Geçtiğimiz ay, İtalya Fransa sınırında, Briançon — Clavières hattında yaşanan mülteci akınlarını gözlemlemek ve burada oluşan mülteci dayanışmAsına katılmak üzere sınır boylarında uzun bir yolculuk yaptım.
Gözlem ve deneyimlerimi sizlerle bölümler halinde yayınlayacağım bir yazı serisi ile paylaşmak istiyorum.
1 | Sınır boylarında • Ölmek ya da ölmemek
Bilindiği üzere, son çeyrek yüzyıldır dünya, efendilerin ekonomik sosyal krizlerinin yarattığı trajik mülteci serüvenlerine tanık olmakta. Yeryüzünün ekolojik sosyal alanlarına savaş açan kapitalist haydutlar, başta doğal yaşam alanları olmak üzere dünyanın yer altı ve yer üstü doğal rezervlerini ve onlarla birlikte var olan bütün canlı varlıkların yaşam alanlarını daraltmakta ve yok etmekteler. Bu savaş odaklı gözü dönmüş militarist endüstri haydutluğundan kalan yekün ise, ekosistemin kendi kendini yenileyebilme özelliğini kaybetmesine; iklim periyodunda gözlemlenen ve her geçen yıl çok daha yakından hissettiğimiz, o birden bire ısınan birden bire soğuyan dünyamızın buzul haritasının mahvolmasına; dondurucu soğuklara, yakıcı sıcaklara, fırtınalar, tayfunlar, tsunamiler, depremler ve sellere neden olmakta ve olağanüstü can yakan can alan eko-sosyal bir kusmaya dönüşmektedir. Sonuç olarak bu mahvoluşun doğrudan etkilediği milyonlarca insan ve onları çevreleyen sayısız endemik hayvan ve bitki turu, sistematik ve silsile halinde topyekün bir yok oluşun kurbanları olmaktadır.
Böylesine kaotik bir yüzyılın ilk çeyreğinden geçerken yaşadığımız bir başka büyük sancı da, devletlerin yer yüzüne çizdikleri sınır boylarında yaşanıyor.

════

(Görev Koşulları): Metin alıntısına göre, mülteci akınları İtalya Fransa sınırında hangi hatta gözlemlenmek üzere yola çıkılmış?

[Konum belirleme girdileri]

════

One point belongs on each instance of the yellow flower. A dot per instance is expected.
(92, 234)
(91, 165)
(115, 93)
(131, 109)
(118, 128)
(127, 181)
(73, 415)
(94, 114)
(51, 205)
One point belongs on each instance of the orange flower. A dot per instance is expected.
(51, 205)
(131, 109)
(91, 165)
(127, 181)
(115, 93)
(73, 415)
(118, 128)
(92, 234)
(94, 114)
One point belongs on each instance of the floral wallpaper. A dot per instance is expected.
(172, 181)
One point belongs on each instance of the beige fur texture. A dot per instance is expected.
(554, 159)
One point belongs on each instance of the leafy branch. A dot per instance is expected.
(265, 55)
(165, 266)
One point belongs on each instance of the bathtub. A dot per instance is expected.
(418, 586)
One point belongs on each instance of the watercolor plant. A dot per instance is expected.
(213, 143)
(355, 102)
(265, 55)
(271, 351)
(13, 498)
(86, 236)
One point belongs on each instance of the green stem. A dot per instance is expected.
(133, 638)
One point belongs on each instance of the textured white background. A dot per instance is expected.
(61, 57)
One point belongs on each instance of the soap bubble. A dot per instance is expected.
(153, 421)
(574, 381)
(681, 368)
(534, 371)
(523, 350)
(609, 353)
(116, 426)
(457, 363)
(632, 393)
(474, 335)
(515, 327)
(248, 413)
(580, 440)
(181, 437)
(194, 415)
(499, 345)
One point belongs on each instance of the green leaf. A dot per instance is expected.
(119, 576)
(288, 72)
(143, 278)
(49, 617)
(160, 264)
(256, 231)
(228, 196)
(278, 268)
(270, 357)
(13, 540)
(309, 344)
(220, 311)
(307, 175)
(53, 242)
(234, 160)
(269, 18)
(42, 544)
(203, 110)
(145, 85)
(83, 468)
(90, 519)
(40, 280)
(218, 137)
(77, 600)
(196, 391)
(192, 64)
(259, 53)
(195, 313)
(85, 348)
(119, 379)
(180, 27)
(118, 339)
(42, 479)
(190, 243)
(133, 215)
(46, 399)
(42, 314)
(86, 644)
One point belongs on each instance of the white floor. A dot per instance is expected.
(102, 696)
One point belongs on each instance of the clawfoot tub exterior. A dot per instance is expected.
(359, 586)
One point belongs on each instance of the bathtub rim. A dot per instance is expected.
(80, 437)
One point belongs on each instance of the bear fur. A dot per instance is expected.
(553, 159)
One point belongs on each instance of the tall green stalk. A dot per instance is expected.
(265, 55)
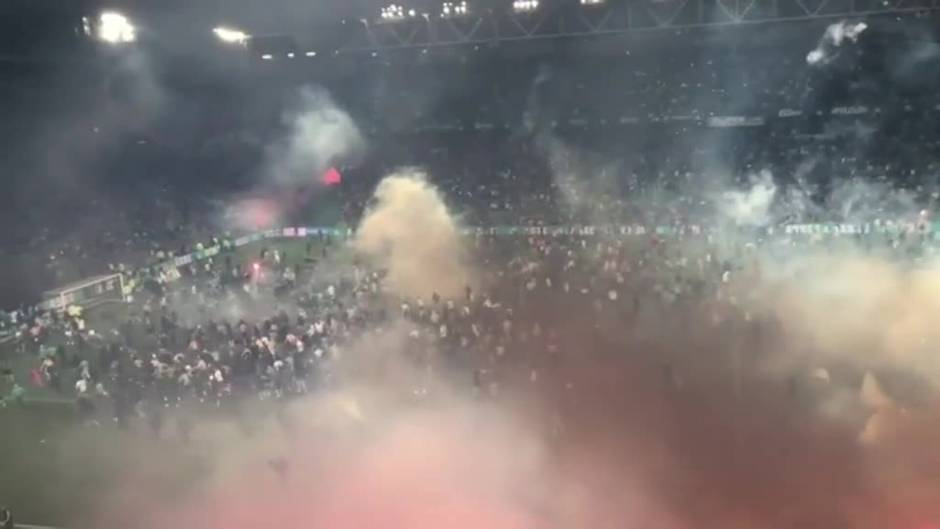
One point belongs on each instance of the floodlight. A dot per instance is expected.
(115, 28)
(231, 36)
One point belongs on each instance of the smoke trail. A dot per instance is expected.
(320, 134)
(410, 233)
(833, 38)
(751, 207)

════

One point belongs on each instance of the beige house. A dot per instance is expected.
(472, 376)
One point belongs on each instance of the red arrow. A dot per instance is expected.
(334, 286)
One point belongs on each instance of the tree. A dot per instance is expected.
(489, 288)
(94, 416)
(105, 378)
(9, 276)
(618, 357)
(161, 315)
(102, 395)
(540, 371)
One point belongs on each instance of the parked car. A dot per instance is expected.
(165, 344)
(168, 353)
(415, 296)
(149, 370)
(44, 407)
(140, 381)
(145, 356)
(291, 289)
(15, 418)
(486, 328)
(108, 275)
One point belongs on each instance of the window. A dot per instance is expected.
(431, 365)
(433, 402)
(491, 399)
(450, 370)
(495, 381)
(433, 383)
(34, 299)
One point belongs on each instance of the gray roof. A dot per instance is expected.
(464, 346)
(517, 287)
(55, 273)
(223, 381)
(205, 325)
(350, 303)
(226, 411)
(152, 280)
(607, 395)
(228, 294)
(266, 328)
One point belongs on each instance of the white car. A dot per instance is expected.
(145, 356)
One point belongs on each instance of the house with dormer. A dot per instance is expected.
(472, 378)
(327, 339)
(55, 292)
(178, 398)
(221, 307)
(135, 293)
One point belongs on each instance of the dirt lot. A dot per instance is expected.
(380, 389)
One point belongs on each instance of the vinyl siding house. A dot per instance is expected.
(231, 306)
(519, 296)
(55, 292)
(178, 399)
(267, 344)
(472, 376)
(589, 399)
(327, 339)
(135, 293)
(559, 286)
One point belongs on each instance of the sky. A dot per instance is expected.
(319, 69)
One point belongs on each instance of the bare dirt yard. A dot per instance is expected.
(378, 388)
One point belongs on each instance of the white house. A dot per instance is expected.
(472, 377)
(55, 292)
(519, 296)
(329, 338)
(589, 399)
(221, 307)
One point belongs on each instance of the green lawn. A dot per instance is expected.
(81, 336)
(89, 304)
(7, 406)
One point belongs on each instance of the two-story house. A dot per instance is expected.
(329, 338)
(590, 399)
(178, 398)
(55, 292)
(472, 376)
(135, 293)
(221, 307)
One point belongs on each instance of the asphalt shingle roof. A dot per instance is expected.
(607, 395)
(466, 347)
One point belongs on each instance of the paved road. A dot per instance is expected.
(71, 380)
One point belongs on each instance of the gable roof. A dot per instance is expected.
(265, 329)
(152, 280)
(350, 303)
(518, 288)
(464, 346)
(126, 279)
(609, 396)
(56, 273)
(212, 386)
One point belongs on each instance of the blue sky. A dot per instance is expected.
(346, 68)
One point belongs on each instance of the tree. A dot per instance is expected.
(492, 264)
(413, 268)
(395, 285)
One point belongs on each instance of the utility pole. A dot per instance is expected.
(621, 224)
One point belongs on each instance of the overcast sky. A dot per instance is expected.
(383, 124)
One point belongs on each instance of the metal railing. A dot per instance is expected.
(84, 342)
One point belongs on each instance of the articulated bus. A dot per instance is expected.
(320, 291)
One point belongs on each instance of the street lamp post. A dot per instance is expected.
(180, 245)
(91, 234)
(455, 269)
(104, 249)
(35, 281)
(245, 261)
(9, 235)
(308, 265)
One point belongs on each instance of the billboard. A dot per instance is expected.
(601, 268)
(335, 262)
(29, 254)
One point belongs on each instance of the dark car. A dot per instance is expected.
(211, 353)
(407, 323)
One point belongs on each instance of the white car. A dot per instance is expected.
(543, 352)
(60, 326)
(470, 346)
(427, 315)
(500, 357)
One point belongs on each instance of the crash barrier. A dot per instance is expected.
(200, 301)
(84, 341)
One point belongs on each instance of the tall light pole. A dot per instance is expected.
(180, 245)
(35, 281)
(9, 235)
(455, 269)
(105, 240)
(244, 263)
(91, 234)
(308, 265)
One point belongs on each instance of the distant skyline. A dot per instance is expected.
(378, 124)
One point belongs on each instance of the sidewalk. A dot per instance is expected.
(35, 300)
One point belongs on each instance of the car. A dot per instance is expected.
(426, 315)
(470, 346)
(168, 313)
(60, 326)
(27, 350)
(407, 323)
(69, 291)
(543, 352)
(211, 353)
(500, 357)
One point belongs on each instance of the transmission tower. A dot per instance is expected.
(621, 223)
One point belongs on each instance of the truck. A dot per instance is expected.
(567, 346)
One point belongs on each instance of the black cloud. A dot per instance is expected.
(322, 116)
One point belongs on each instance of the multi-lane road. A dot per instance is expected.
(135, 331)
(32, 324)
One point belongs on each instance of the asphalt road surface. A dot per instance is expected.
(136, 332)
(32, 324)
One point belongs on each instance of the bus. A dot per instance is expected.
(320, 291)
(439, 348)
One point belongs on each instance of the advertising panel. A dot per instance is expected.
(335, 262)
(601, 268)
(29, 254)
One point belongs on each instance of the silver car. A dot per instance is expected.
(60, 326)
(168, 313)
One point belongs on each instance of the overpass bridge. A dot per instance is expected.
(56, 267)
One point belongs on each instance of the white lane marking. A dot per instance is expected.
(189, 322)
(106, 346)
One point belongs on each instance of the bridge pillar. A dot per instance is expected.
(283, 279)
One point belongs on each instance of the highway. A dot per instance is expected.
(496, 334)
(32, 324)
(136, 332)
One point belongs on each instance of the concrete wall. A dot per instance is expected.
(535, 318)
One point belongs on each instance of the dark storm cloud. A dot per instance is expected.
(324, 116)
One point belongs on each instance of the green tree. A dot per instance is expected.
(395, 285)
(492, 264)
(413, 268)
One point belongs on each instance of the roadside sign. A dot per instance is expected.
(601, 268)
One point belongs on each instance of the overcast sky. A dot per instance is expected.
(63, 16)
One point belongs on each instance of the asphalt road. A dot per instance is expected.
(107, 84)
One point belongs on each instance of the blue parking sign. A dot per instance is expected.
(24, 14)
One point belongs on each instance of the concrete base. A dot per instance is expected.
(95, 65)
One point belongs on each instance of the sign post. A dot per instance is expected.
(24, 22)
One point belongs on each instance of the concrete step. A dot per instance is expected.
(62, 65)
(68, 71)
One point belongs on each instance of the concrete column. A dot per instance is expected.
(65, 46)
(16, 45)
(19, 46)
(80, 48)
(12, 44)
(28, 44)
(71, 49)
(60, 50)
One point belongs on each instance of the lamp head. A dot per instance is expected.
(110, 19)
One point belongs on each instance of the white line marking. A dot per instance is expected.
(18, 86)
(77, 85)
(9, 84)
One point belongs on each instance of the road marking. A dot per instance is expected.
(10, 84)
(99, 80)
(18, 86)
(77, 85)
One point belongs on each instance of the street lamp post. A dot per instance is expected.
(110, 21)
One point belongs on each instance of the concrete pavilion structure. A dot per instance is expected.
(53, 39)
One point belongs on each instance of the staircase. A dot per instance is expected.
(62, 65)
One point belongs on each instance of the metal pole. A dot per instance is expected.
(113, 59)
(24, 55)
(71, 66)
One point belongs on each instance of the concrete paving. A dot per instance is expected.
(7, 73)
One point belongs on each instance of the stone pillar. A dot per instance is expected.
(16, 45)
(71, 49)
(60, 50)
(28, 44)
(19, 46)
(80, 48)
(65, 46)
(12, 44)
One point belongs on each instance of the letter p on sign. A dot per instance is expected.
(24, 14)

════

(Doğru Çıktı): Briançon — Clavières hattında.